═════ Vorliegender Text ═════
Musketier Wilhelm Kern

* 15.11.1892
+ 17.8.1915

gestorben in einem Feldlazarett
an seiner am 18.7.15 in der 2.Kompagnie des
2.Kurhessischen Infanterie-Regiment Nr.82
in der Durchbruchsschlacht bei Krasnystaw
erhaltenen Oberschenkelverwundung


 
Als im August 1914 der 1.Weltkrieg ausbrach, da konnte Wilhelm Kern vorerst noch weiter seinem Beruf als Frisör nachgehen. Entgegen seinem älteren Bruder, der sofort in das Landsturm-Bataillon 83 nach Göttingen einrückte, pendelte er weiter nach Wetzlar, wo sich in der Bahnhofsstraße seine Arbeitsstelle befand. Aber es dauerte nicht sehr lange, und dann bekam auch er seinen Gestellungsbefehl.

 
Die Arbeitsstelle von Wilhelm Kern im Jahre 1910:
das Frisörgeschäft (x) in der Bahnhofstraße in Wetzlar

 
Wohl im Herbst 1914 rückte Wilhelm Kern in Kassel in das 2.Kurhessische Infanterie-Regiment Nr.82 ein. Es war dasselbe Regiment, in dem am 6.August 1914 bei Lüttich der Naunheimer Karl Grumbach gefallen war, als erster aus den Dörfern der Umgebung von Wetzlar.
═════ Datenliste ═════
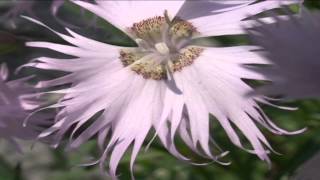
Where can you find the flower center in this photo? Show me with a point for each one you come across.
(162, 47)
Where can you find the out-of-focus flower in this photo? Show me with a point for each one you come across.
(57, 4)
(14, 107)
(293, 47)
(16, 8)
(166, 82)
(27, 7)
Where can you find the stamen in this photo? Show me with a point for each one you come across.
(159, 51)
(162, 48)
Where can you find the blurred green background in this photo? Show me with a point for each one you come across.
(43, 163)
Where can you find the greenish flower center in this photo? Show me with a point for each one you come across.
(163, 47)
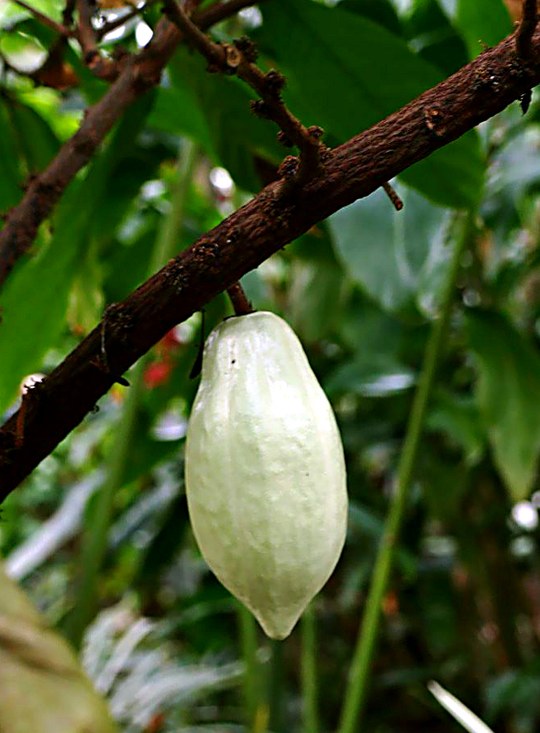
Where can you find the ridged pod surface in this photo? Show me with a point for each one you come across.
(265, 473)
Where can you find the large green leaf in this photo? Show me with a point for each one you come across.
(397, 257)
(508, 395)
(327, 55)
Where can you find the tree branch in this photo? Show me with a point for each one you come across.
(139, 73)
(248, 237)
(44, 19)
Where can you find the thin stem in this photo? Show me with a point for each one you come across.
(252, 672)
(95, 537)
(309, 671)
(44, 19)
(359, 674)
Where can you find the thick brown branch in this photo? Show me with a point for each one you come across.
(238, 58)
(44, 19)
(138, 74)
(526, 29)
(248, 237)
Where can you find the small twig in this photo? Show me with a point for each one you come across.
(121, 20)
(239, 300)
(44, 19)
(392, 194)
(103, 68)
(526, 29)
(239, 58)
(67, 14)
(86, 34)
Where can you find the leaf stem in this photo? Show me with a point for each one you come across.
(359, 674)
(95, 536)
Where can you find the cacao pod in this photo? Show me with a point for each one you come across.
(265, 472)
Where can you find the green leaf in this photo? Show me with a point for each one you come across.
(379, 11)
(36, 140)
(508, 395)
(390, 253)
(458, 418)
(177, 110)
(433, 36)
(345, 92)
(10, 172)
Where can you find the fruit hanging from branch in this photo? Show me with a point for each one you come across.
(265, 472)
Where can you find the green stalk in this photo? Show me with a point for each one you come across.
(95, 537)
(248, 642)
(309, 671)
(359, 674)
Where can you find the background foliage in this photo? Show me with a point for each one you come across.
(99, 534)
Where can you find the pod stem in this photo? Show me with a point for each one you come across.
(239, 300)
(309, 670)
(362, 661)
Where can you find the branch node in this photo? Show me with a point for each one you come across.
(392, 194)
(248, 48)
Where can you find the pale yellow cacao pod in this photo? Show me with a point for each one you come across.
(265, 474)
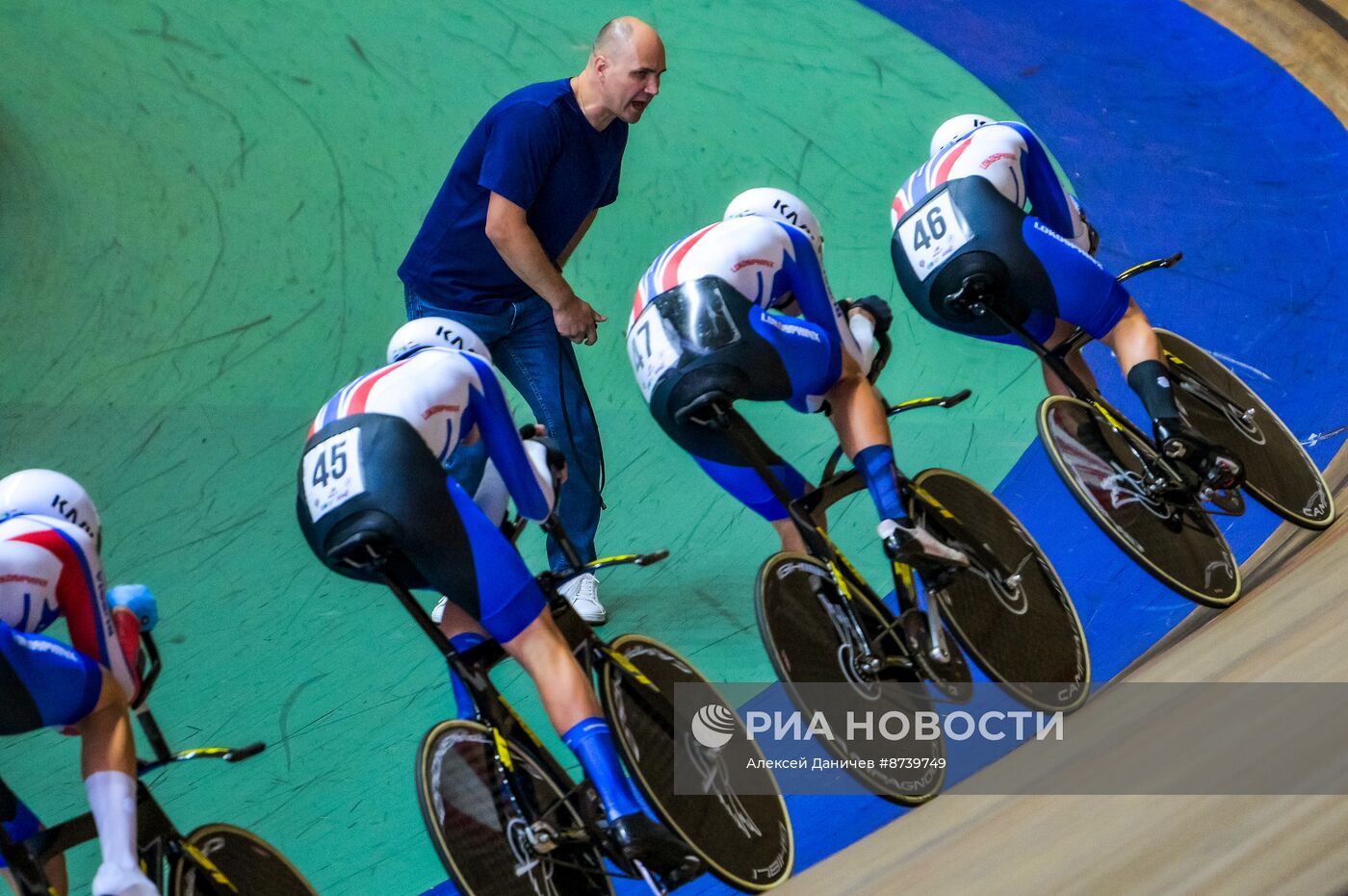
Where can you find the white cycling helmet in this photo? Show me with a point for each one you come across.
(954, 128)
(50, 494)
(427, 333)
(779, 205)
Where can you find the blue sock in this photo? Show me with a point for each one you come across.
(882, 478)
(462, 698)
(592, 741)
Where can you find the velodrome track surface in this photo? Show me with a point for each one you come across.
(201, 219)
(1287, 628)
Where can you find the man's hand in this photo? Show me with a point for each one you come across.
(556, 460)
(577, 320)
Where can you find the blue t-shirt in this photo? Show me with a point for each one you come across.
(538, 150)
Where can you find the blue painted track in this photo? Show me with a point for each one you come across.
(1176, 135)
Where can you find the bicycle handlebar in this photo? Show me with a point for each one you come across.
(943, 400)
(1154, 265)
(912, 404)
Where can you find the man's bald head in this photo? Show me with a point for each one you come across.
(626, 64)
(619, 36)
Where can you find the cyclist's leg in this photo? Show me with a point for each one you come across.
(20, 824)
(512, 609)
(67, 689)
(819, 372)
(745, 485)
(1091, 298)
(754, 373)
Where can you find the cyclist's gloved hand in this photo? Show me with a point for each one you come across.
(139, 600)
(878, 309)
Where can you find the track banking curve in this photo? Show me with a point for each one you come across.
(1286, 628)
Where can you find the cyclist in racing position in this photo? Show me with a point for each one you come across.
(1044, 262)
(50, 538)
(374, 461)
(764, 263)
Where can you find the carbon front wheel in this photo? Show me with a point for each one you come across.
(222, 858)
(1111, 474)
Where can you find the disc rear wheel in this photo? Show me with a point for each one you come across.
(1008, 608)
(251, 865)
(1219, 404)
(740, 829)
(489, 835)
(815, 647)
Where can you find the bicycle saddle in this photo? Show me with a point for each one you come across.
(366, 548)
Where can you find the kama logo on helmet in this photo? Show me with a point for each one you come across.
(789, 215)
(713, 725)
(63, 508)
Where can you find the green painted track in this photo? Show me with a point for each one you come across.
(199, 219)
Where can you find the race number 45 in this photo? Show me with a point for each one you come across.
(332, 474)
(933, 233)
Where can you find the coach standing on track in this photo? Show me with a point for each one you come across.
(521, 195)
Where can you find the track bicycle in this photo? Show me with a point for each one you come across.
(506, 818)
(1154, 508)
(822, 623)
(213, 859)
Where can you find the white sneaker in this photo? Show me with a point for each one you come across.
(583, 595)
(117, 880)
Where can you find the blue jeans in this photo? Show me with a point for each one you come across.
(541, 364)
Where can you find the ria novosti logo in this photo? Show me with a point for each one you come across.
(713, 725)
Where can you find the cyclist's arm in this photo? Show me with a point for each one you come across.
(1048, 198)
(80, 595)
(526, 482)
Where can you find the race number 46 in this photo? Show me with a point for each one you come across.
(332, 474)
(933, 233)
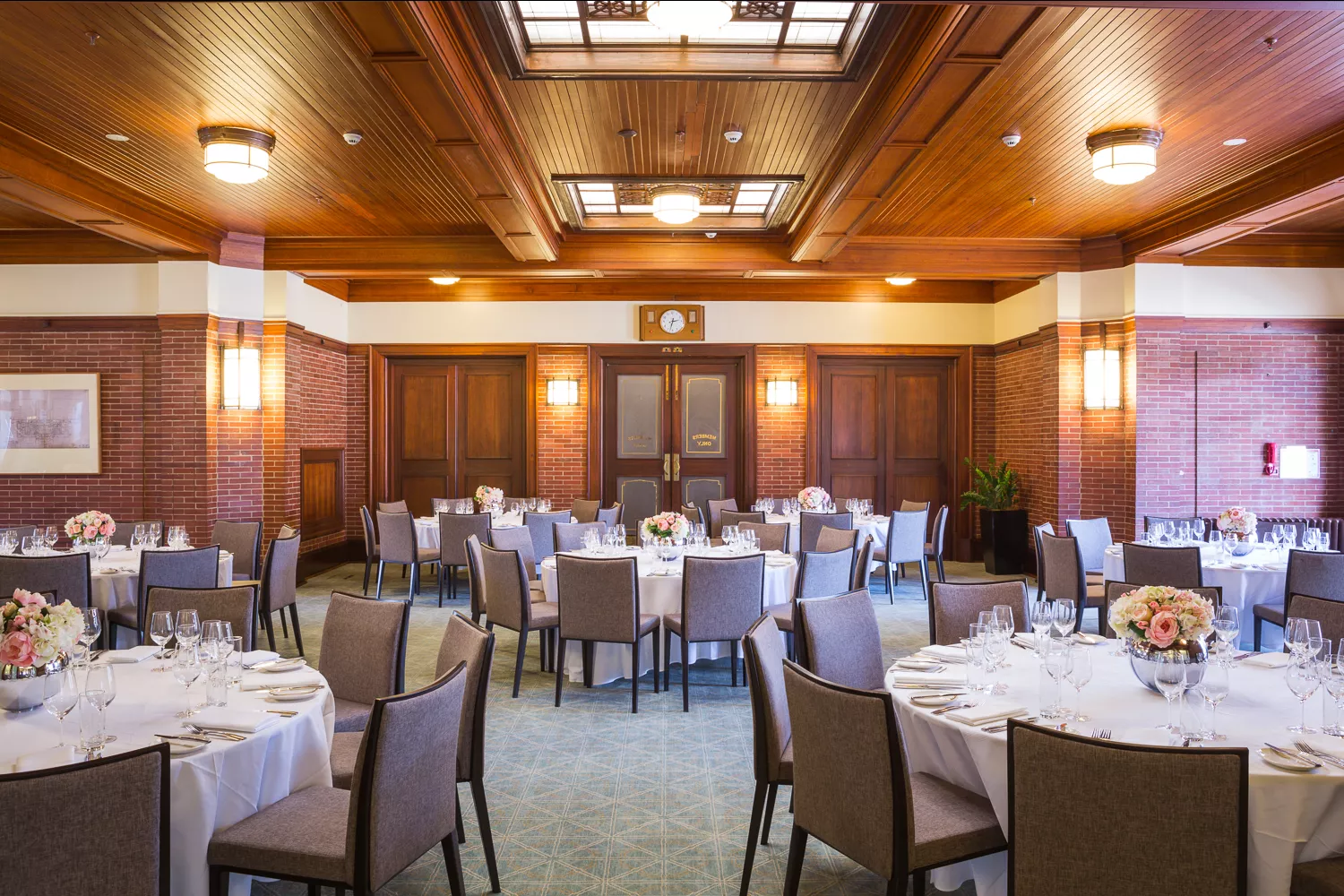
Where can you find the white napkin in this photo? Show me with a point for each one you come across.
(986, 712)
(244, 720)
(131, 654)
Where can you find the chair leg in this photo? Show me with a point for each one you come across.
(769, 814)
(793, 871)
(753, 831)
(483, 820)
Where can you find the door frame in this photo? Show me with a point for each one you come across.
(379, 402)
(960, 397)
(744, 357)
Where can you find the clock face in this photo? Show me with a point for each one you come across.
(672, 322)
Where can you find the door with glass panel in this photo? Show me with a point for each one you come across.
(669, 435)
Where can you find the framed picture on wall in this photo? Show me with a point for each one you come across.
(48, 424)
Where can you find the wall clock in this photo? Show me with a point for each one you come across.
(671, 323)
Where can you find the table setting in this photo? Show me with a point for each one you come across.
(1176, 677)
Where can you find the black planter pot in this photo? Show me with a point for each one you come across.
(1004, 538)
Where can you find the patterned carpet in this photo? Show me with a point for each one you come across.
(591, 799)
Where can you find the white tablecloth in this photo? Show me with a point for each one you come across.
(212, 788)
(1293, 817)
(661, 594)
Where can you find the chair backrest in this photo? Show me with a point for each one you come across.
═════
> **Kurze Aufgabe A**:
Warum fuhr Wilhelm Kern laut dem Text über ihn nach Kriegsbeginn weiterhin nach Wetzlar?
> **Kurze Aufgabe B**:
Prüfe anhand des Textes über Wilhelm Kern, ob die folgenden Aussagen zutreffen: (i) Sein älterer Bruder rückte sofort in ein Landsturm-Bataillon ein. (ii) Wilhelm Kern erhielt seine Verwundung bei Lüttich. (iii) Wilhelm Kern rückte in Kassel in sein Regiment ein.

> **Lösung A**:
Er konnte zunächst weiter als Frisör arbeiten, und seine Arbeitsstelle lag in der Bahnhofsstraße in Wetzlar.

> **Lösung B**:
(i) Ja: „seinem älteren Bruder, der sofort in das Landsturm-Bataillon 83 nach Göttingen einrückte“
(ii) Nein: „in der Durchbruchsschlacht bei Krasnystaw erhaltenen Oberschenkelverwundung“
(iii) Ja: „rückte Wilhelm Kern in Kassel in das 2.Kurhessische Infanterie-Regiment Nr.82 ein“